Action item: Count up the lines below containing the word "above", and give the result with no other words.

[Records from a data collection]
________________________________________

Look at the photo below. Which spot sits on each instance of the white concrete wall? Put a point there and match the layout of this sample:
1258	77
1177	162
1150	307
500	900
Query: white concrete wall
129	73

________________________________________

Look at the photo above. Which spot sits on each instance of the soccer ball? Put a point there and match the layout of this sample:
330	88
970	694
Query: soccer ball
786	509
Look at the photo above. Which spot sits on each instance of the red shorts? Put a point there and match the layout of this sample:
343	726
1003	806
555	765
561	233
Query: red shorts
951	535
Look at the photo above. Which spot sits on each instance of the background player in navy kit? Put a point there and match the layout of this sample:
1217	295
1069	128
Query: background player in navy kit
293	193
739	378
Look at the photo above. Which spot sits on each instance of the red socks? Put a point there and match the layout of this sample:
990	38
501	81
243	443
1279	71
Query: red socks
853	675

________________________________________

Solution to the exercise: 4